▶ TASK BRIEF: Please recast all the records below as a numbered list with one line per item, dropping any blank lines and leaving the picture out.

###

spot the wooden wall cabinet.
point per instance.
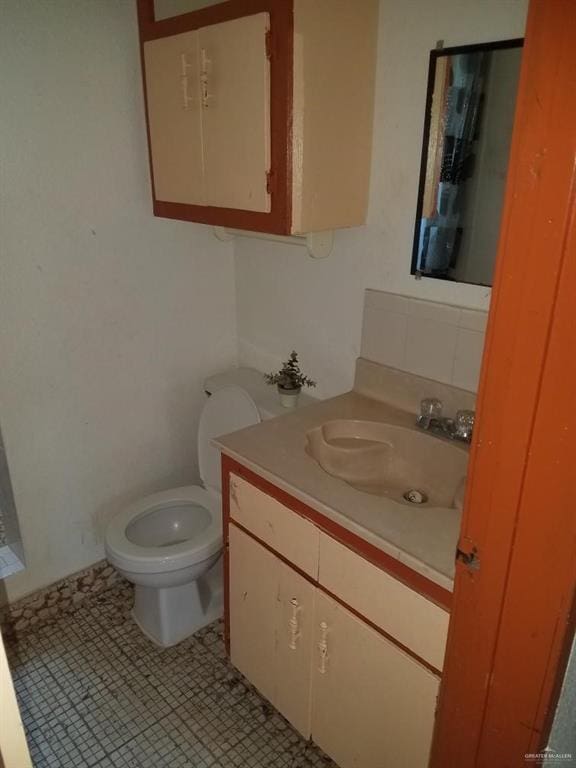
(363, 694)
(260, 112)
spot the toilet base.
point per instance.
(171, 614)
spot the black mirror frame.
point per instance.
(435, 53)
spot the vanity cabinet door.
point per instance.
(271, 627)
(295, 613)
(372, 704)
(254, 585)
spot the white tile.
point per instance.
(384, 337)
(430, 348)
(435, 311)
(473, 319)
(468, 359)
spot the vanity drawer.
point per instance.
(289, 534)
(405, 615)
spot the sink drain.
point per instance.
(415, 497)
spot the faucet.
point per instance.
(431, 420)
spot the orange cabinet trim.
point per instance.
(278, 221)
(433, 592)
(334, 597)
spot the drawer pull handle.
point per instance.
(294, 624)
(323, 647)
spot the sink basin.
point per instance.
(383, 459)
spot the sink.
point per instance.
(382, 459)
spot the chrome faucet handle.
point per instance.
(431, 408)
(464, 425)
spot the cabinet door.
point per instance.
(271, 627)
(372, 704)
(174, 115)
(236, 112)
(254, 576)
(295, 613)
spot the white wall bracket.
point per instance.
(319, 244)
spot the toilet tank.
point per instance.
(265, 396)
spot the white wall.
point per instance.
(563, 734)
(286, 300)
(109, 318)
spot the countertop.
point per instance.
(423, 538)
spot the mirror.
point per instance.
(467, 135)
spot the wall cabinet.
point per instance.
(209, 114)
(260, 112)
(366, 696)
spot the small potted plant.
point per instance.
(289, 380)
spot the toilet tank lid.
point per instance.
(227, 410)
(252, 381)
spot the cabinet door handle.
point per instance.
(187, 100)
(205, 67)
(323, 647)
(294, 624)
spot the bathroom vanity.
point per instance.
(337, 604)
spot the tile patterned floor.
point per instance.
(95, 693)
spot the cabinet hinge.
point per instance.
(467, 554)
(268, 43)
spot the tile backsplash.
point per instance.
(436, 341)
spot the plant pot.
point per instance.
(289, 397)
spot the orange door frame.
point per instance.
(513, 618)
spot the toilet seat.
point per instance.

###

▶ RESPONSE TO THE TASK:
1. spot the wooden wall cabinet.
2. point per instance.
3. (363, 694)
4. (260, 112)
5. spot the toilet base.
6. point per instance.
7. (171, 614)
8. spot the black mirror frame.
9. point per instance.
10. (435, 53)
11. spot the vanity cabinet door.
12. point per instance.
13. (271, 627)
14. (295, 613)
15. (372, 704)
16. (254, 585)
17. spot the white tile.
18. point per instance.
19. (384, 337)
20. (430, 348)
21. (435, 311)
22. (473, 319)
23. (468, 359)
24. spot the vanity drawer.
25. point per instance.
26. (289, 534)
27. (405, 615)
28. spot the sink drain.
29. point per instance.
30. (415, 497)
31. spot the faucet.
32. point per instance.
33. (431, 420)
34. spot the orange cabinet trim.
35. point per instance.
36. (278, 221)
37. (433, 592)
38. (334, 597)
39. spot the drawer pull handle.
40. point per instance.
41. (294, 624)
42. (323, 647)
43. spot the sink basin.
44. point per instance.
45. (383, 459)
46. spot the sink.
47. point per instance.
48. (382, 459)
49. spot the chrome faucet handle.
50. point per instance.
51. (431, 408)
52. (464, 425)
53. spot the cabinet door.
54. point per instance.
55. (271, 627)
56. (372, 704)
57. (174, 115)
58. (236, 112)
59. (254, 576)
60. (295, 613)
61. spot the white wall bracket.
62. point per instance.
63. (319, 244)
64. spot the toilet tank.
65. point per instance.
66. (265, 396)
67. spot the white wall.
68. point per instance.
69. (563, 734)
70. (286, 300)
71. (109, 318)
72. spot the countertop.
73. point per instance.
74. (423, 538)
75. spot the mirror.
76. point per instance.
77. (467, 135)
78. spot the wall cabinet.
79. point per instance.
80. (209, 114)
81. (260, 112)
82. (366, 696)
83. spot the small potted plant.
84. point per instance.
85. (289, 380)
86. spot the toilet tank lid.
87. point per instance.
88. (227, 410)
89. (252, 381)
90. spot the cabinet door handle.
91. point per instance.
92. (187, 100)
93. (205, 67)
94. (323, 647)
95. (294, 624)
96. spot the bathroom vanity.
97. point per instance.
98. (337, 604)
99. spot the tile patterned floor.
100. point per instance.
101. (95, 693)
102. spot the cabinet hinge.
103. point per instance.
104. (467, 554)
105. (268, 43)
106. spot the tile backsplash.
107. point per instance.
108. (436, 341)
109. spot the plant pot.
110. point per instance.
111. (289, 397)
112. spot the orange door frame.
113. point per instance.
114. (513, 618)
115. spot the toilet seat.
116. point per instance.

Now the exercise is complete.